_What you should do:_
Restate every entry word for word.

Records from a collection
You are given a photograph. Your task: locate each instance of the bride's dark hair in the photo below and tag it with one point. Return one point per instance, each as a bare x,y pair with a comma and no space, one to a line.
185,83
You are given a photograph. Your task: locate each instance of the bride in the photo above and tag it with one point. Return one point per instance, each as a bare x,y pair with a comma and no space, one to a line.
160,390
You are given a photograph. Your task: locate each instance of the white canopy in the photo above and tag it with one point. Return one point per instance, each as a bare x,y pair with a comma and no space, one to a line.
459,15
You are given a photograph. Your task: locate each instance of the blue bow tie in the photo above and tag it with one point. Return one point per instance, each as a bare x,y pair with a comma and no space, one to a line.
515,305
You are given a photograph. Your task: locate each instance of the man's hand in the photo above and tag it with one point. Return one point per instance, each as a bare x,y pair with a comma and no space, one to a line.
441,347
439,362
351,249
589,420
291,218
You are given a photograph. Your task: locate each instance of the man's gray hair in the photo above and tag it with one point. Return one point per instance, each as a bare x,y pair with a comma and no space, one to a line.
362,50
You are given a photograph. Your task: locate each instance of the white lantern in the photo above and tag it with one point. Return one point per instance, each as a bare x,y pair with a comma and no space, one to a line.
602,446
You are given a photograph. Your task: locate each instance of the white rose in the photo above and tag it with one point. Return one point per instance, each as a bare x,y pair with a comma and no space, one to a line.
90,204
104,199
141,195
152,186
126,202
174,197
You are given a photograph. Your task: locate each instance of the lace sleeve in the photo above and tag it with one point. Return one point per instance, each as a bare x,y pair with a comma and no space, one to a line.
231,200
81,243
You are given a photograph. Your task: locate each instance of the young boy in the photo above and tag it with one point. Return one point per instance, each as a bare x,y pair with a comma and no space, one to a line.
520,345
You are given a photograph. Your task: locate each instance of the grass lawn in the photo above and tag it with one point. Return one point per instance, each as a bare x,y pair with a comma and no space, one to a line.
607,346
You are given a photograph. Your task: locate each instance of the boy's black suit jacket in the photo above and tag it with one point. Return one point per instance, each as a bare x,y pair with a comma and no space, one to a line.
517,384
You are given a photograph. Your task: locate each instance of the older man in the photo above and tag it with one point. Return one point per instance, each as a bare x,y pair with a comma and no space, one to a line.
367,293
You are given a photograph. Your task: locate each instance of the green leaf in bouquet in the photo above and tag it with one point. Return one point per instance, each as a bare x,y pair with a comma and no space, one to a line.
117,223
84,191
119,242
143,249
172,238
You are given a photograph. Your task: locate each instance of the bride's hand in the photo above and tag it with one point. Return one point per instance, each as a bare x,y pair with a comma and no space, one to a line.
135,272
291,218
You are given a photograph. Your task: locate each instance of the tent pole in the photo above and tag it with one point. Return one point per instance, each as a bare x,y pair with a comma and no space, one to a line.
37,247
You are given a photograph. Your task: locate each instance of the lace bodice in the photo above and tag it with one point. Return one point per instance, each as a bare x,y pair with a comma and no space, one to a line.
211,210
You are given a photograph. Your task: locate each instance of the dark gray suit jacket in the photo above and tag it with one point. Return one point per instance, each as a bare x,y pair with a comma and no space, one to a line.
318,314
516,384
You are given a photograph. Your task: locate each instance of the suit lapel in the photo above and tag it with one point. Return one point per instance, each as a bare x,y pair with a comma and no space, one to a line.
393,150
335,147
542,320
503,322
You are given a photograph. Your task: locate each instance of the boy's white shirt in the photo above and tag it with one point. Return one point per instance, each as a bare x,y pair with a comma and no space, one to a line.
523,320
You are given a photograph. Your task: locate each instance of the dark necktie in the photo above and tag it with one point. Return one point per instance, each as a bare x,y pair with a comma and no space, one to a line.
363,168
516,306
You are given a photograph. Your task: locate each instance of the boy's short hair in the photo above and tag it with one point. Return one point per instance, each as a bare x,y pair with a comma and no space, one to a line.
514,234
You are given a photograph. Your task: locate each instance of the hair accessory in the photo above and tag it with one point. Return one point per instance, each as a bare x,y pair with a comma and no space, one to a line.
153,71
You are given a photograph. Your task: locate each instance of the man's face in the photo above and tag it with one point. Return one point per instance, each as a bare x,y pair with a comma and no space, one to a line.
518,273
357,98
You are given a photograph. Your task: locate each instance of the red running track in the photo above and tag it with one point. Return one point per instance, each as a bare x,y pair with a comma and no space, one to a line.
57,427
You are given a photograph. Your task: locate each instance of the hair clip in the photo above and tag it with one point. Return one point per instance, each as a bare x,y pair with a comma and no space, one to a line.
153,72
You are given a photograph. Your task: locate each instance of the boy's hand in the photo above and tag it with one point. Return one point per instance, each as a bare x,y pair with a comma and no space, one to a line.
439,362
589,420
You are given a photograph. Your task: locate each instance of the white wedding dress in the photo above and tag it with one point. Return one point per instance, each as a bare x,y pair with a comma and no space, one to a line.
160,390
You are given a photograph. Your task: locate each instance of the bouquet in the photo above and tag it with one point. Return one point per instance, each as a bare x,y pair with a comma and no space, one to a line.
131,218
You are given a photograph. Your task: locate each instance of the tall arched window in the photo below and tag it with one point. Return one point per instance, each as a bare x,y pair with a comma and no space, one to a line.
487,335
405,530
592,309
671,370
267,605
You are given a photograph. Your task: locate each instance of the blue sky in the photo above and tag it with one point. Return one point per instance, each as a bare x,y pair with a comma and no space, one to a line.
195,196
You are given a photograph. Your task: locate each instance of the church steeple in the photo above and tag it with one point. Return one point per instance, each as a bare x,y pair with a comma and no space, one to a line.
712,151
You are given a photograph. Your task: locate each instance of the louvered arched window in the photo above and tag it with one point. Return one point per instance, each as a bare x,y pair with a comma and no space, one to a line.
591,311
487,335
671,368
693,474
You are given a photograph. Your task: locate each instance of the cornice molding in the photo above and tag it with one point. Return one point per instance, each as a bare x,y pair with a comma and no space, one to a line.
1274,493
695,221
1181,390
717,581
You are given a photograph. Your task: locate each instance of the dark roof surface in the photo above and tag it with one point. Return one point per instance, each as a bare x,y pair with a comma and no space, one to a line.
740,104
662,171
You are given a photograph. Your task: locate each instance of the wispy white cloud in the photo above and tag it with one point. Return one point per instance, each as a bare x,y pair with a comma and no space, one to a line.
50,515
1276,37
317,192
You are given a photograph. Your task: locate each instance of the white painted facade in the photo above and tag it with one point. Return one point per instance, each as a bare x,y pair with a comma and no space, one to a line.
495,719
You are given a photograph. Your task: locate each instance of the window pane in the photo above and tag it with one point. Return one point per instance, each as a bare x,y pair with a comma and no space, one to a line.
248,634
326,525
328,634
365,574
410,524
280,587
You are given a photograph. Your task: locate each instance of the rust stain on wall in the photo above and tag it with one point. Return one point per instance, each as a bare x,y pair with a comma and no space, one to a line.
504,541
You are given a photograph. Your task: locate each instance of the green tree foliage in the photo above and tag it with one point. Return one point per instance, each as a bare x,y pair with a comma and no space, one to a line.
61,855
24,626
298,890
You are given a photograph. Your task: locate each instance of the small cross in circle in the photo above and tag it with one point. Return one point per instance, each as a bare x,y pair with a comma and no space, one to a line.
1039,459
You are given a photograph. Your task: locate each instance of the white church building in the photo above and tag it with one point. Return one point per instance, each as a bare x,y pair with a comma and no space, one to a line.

_Result of this task:_
You are given a photograph. Your task: locate each instance of the bride's dark hair in the photo below and tag it with one point. Return one point per instance, each as a bare x,y pair with a comma and no space, one to a line.
185,83
You are given a photograph. Your task: locate each instance of the bride in the photo above and tag it with one point. Return one point per instance, each as a bare x,y pair with a comma and no space, one to a line.
160,390
You are given a photograph. Your task: locate each instance of the white canopy in the photo above and tag it with one point. Return one point per instance, each as a bare x,y pair with a comma and no space, one to a line.
459,15
You are given a photograph. Your task: locate each instance of the blue bow tie in the photo above and tag it with one point. Return one point per instance, each as a bare x,y pair with a comma and no space, one to a line.
515,305
You are given a photograph. Your task: locate each instance of the man's hand in the photo above and tag it with one point. Return one point per instance, each as a bare x,y pair with a comma and no space, one to a line.
441,347
439,362
351,249
589,420
291,218
You are given a photograph. Your task: locate each instance of the man's gray hair in the photo above and tag it with one point. Return one point per instance, each as a bare x,y pair with a comma and no space, one to a line.
362,50
You are given a photograph. Your task: locate each instance of the white lantern in the photo above and tag it with one point. Return one point per instance, each as a bare x,y pair with a comma and no space, one to a line.
602,446
You are given a photograph. Your task: locate each instance of the white rose in the photo above and tag it with one point. Return one point per instance, each as a bare x,y pair with a comma and no space, one to a line.
90,204
104,199
141,195
152,186
126,202
174,197
You are given a photograph. Your task: locate each instance of the lace sleeve in the photo above and tag it with one point. Return one point per instance, each as a bare x,y pair with a comma and no space, one to a line.
231,200
81,243
You are given a photograph. Your task: locate each instance of the young boy in the photo above and tag it with one point. Return one point per instance, each as a bare x,y pair with a comma and no space, one to a line.
520,345
You are given a photograph. Your task: locate each instance of the grass lawn in the photo above and tag it with one point. Return one point per instance, each as a bare x,y pair with a comma and no space, one to a line.
607,346
You are given a photograph. Your task: locate each instance of the boy's black suit jacket in the photo above and tag it with one point. Return one point per instance, each as a bare x,y pair with a comma and no space, one to a line.
517,384
You are given a photograph. Your task: locate each instance of the older man in the photo above and tag it with one point. Return one point per instance, each as a bare x,y pair with a comma and no space, one to a line.
367,293
You are given a photograph. Your task: locate each instance of the green leaf in bouquet in the photo above and tag it with one point. Return one point per instance, each as a bare x,y pair with a comma and no space, one to a line.
117,223
84,191
119,242
143,249
172,238
You are given a photograph. Your task: locate each instance of the bride's hand in the photo above and tag it with one point. Return one point per instance, each as a bare x,y pair with a comma and no space, one to a line.
135,272
291,218
You are given a photograph. Your task: locate each instance of the tent pole in the photo above and tag it with one point. Return one point per instance, each as a bare x,y pair with a comma and no space, one to a line.
37,247
You are given a photograph. Your task: locate each instance of the lace bodice in the photo above and tag it with one point. Return one point per instance, each as a bare x,y pair with a comma and no space, one to a line.
211,210
You are given a photograph. Your task: locate each instance of the dark gray suit jacket in the photo above and tag it with one point. Return one point per instance, each as a bare x,y pair with a comma and no space, one to a line.
318,314
516,384
You are given a photograph. Your task: locate each instance of the suit lapel in the photo above and tag it with one point. Return one point per instance, each as a bare x,y pair with a comma and no space, one to a line.
393,150
335,147
542,320
503,322
You are given a photograph. Your task: locate each instance of the boy's white shirt in the photo above and tag it with one point. Return one point per instance, each as a bare x,y pair with a comma and no space, one to a line.
523,320
You are given a photograph. Your task: locate each instance of the dark necktie in the photo above and tag it with one point. Return one point per instance, each as a bare x,y pair with a comma and no space, one to a line.
363,168
516,306
You are given a photograph. Your task: locate each instance of the boy's short hair in the photo above and tag it with one point. Return one point per instance, each as a bare x,y pair with a comma and no space, one to a line.
514,234
You are given a photograph. Your task: locate each instance of the hair accessory in the photo above and tag it with one point. Return one point per instance, each as a bare x,y pair with a comma and no space, one to a line.
153,71
You are given a photograph. Your task: locate each instance of the man's face in the photo above and tag it with one point. Return one point per instance, each as a bare x,y pair with a comma and no space, one to a line.
518,273
357,98
You are given a photograph. Your task: locate each instance of the red running track in the photo above and tag it with one point. Return one point per instance, each as a bare x,y pair with a comma and no space, one to a line.
57,427
You are given a photograph. Your task: locate each instance of the hair clip in the photo above and tag it with one point. Return one point per instance, each as a bare x,y pair with a comma and no space, one to a line.
153,72
You are given a photograph. Your task: locate each instance of the boy's hand in the photo above and tag it with one point. Return one point per instance, each as a bare x,y pair with a comma and no space, one to a line.
439,362
589,420
You are given a photograph. Your task: locate each instance of the white wedding dress in the photo above and tag it with one point. Return one point per instance, each as a bare x,y pair with a comma and no space, one to a line.
160,390
You are given a photograph. Your task: locate each instance of the bouquet in the photo above and tag it with one point. Return one point per instance, each as a bare x,y pair with a comma and no space, one to a line.
131,218
You are given a photograph. Your task: locate each instance of the tall arched window in the photo below and tag it with one point. Return one point per instance, each as a bare x,y pair with a comma and no space, one to a line.
487,335
405,530
592,309
671,370
267,605
You are given a photograph. Your task: locate each instance of the blue sky in the photo above and tag it with one point. Return one point per instance, each as a bare x,y pair with a comma and no space, one to a line.
195,196
You are given a photograph. Your task: locate each instance of the church steeple in the photo above and tag it with one point. Return one point per instance, each as a bare x,y pair with a comma and no space, one to a line.
712,151
You are given a photograph. Your task: locate each instance of the louvered arched window in the photo above and tag it with one point. Return one point per instance, each as a bare x,y pair with a comma and no space, one to a line.
591,311
487,335
671,368
693,474
You are given a photograph. Your task: locate each instance of the cornice molding in the photo above and tag it with one point. Return one point per instance, each as a bare x,y pair with a comma and no space, one to a line.
1274,493
695,221
1181,390
717,581
You are given a photograph. Your task: locate each instance of the dark roof surface in the photo above and tag it with one point. Return one point per instance, each as a bare x,y pair with a comma and no space, one to a line.
740,104
662,171
You are given a photograph. Your task: locate each instance of the wispy white cloud in the photo above and tag it with one point. Return one point per instance, each as a bare x,y pair with a comma and no space, one to a line.
50,515
1276,37
317,192
You are given a photograph. Your task: locate each instance of the white painted facade in the photo above and tag it with one point. Return one point per instance, each as a bare x,y pair with a comma and no space, one to a line.
495,719
You are given a photograph. Your task: locate each instance of the window pane in the photo above and tag it with one point. Return one point per instance, each as a bare x,y pair with a comma and no space, one to a line.
248,634
326,525
328,634
365,574
410,524
280,587
You are given a photograph. Your task: locate each instance of the rust stain on wall in the photo above and tag it with one point. Return one point per instance, each as a bare x,y pair with a comma and no space, one to a line.
504,541
You are given a photograph. Your task: locate each instance of the green tree foliage in the photo above and tag it with one point. Return one point per instance, each as a bare x,y pair with a comma and no space, one to a line.
61,855
24,626
298,890
You are given a photograph. Your task: locate each instance of the small cross in circle in the photo above and tag it with one point. Return one point per instance, each as a bare x,y pair with a comma and no space, one to a line.
1039,459
You are given a photograph. Your task: locate each instance of the white church building in the photo above and tag it with one point. Return one point per instance, each as a bare x,y pair with a comma and no space, one to a line.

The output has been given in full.